Segment Start: PASSAGE TO READ
It has been said that the human brain is a truly powerful computer of its own, and it performs logical decisions that eliminates nonsensical options unlike a chess computer that will take into consideration of even the most impossible moves for a human to make. Apart from that, we have no way to gauge as to how much information can be stored in the human brain, but it seems that the latest research shows how the brain’s memory capacity is actually 10 times higher than expected.
This particular study was featured in the journal eLife, where it was conducted by Dr. Terry Sejnowski, Francis Crick professor and director of the Computational Neurobiology Laboratory at the Salk Institute for Biological Studies. Having developed a 3D replica of a rat’s hippocampus with the help of a computer, a more thorough analysis of this brain region was performed, and through the tests, Dr. Terry Sejnowski has arrived at the conclusion that the older beliefs concerning the memory capacity of an average human being might need to be revisited – especially when synapses are a whole lot much more diverse as recently discovered.
We are looking at variations that normally usually occur by a margin of approximately 8%, which could be up to 26 kinds of synapses in reality, and this translates to the brain’s memory capacity being capable of being 10 times more than what we knew of before, and when translated to computing terms, it might be the equivalent of 1 petabyte, which is 1 million gigabytes.
Segment End: PASSAGE TO READ
Segment Start: SUPPLIED INFORMATION
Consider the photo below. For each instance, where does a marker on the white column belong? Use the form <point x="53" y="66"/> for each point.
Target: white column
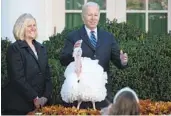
<point x="58" y="12"/>
<point x="110" y="9"/>
<point x="49" y="17"/>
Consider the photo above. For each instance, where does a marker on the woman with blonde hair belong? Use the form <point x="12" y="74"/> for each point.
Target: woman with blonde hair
<point x="30" y="84"/>
<point x="125" y="102"/>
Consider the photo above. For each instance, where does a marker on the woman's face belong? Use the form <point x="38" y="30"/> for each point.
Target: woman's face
<point x="31" y="29"/>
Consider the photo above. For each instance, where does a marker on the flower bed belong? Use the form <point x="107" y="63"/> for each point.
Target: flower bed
<point x="147" y="107"/>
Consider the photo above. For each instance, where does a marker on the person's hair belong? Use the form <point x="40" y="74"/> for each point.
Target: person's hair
<point x="125" y="103"/>
<point x="21" y="24"/>
<point x="85" y="6"/>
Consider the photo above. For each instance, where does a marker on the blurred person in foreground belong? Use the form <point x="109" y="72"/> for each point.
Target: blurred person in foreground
<point x="125" y="102"/>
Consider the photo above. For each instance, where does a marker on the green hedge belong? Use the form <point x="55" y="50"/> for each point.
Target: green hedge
<point x="149" y="71"/>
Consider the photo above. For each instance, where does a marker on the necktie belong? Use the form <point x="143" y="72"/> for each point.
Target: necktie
<point x="93" y="39"/>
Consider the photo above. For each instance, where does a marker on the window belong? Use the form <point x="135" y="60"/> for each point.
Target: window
<point x="148" y="15"/>
<point x="73" y="9"/>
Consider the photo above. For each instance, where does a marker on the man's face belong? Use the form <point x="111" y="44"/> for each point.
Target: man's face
<point x="91" y="17"/>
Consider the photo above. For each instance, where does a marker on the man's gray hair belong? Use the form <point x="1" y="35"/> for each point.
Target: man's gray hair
<point x="84" y="8"/>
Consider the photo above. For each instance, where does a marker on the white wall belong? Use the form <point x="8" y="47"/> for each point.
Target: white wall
<point x="40" y="9"/>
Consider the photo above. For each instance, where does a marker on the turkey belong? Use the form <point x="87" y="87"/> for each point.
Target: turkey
<point x="84" y="81"/>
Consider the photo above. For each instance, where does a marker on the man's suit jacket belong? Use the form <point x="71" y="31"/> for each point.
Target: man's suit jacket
<point x="107" y="49"/>
<point x="29" y="77"/>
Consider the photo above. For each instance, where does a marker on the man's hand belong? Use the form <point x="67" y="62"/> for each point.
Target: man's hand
<point x="43" y="101"/>
<point x="36" y="102"/>
<point x="124" y="58"/>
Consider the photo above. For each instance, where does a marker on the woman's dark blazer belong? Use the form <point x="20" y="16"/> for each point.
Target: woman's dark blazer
<point x="29" y="77"/>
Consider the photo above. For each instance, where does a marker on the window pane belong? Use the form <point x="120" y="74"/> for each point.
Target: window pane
<point x="74" y="19"/>
<point x="158" y="4"/>
<point x="137" y="19"/>
<point x="73" y="4"/>
<point x="157" y="23"/>
<point x="102" y="3"/>
<point x="135" y="4"/>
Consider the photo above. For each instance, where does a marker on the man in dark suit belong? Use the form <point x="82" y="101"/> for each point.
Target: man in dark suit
<point x="96" y="44"/>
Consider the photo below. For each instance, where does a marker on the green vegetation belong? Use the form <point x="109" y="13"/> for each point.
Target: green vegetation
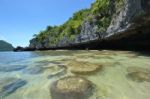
<point x="4" y="46"/>
<point x="99" y="10"/>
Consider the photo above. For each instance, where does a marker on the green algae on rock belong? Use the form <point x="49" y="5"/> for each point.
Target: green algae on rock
<point x="138" y="74"/>
<point x="80" y="67"/>
<point x="71" y="88"/>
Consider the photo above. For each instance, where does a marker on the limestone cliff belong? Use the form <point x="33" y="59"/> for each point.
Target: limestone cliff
<point x="123" y="22"/>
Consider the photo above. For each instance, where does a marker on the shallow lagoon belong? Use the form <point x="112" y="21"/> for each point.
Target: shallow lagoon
<point x="29" y="75"/>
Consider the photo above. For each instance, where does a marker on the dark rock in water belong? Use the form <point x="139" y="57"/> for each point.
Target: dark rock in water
<point x="19" y="48"/>
<point x="12" y="87"/>
<point x="42" y="63"/>
<point x="80" y="67"/>
<point x="138" y="74"/>
<point x="71" y="88"/>
<point x="57" y="74"/>
<point x="11" y="68"/>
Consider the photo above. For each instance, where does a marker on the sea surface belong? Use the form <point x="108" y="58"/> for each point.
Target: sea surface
<point x="29" y="75"/>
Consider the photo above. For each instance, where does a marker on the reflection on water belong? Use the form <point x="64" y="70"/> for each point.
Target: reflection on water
<point x="114" y="74"/>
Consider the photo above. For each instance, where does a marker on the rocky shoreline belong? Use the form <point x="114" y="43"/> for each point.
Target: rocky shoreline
<point x="129" y="30"/>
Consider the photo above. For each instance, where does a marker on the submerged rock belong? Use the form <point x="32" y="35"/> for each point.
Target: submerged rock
<point x="12" y="87"/>
<point x="71" y="88"/>
<point x="80" y="67"/>
<point x="138" y="74"/>
<point x="34" y="70"/>
<point x="11" y="68"/>
<point x="58" y="73"/>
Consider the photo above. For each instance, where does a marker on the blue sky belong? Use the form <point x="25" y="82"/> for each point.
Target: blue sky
<point x="20" y="19"/>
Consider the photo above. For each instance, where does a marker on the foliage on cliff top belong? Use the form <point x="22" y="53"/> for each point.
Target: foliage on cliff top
<point x="71" y="28"/>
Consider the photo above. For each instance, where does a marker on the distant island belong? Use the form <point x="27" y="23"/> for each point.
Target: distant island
<point x="5" y="46"/>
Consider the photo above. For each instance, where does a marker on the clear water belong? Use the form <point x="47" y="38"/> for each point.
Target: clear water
<point x="28" y="75"/>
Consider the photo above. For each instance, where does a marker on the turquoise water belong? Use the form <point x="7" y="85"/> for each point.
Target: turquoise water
<point x="28" y="75"/>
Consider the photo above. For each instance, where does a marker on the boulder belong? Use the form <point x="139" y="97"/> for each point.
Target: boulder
<point x="71" y="88"/>
<point x="80" y="67"/>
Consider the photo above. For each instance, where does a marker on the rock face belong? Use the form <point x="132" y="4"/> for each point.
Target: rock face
<point x="71" y="88"/>
<point x="129" y="28"/>
<point x="4" y="46"/>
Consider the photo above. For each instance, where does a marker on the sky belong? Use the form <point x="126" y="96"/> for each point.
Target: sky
<point x="21" y="19"/>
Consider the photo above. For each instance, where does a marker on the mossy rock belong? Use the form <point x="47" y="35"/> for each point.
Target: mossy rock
<point x="71" y="87"/>
<point x="138" y="74"/>
<point x="80" y="67"/>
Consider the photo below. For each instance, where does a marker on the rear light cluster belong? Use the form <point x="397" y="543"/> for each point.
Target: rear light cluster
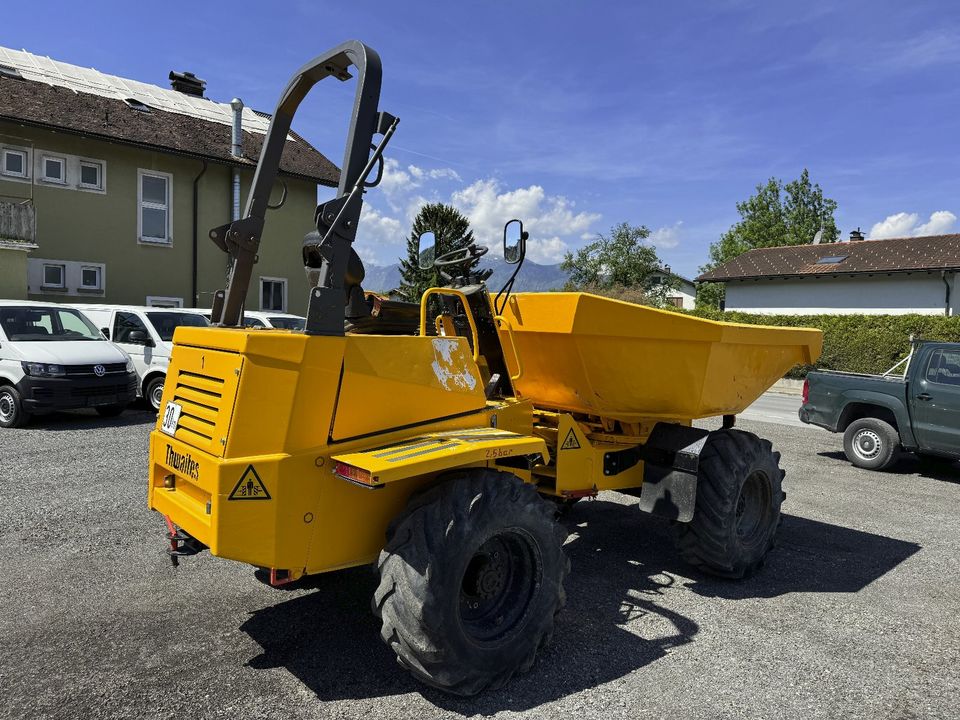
<point x="355" y="474"/>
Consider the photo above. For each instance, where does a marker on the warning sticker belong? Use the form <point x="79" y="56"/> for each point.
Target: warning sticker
<point x="570" y="442"/>
<point x="249" y="487"/>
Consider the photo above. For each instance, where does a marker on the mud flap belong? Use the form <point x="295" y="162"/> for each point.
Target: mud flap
<point x="671" y="461"/>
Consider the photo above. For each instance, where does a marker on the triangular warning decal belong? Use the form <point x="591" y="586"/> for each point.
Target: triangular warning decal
<point x="570" y="442"/>
<point x="249" y="487"/>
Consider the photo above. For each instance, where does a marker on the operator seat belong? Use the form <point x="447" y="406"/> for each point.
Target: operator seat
<point x="364" y="313"/>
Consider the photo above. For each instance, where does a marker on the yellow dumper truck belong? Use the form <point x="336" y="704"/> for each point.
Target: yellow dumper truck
<point x="438" y="440"/>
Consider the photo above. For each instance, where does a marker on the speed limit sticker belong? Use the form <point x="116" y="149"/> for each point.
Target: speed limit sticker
<point x="171" y="417"/>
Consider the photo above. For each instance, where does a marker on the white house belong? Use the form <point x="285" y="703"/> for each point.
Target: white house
<point x="683" y="294"/>
<point x="874" y="277"/>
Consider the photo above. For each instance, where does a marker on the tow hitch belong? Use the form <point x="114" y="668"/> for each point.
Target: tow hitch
<point x="182" y="543"/>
Segment End: SUPPLIED INFORMATION
### ABOUT THIS TASK:
In the text on the brain's memory capacity, what was built with a computer's help before the brain region was analyzed?

### SOLUTION TO THIS EXERCISE:
A 3D replica of a rat's hippocampus.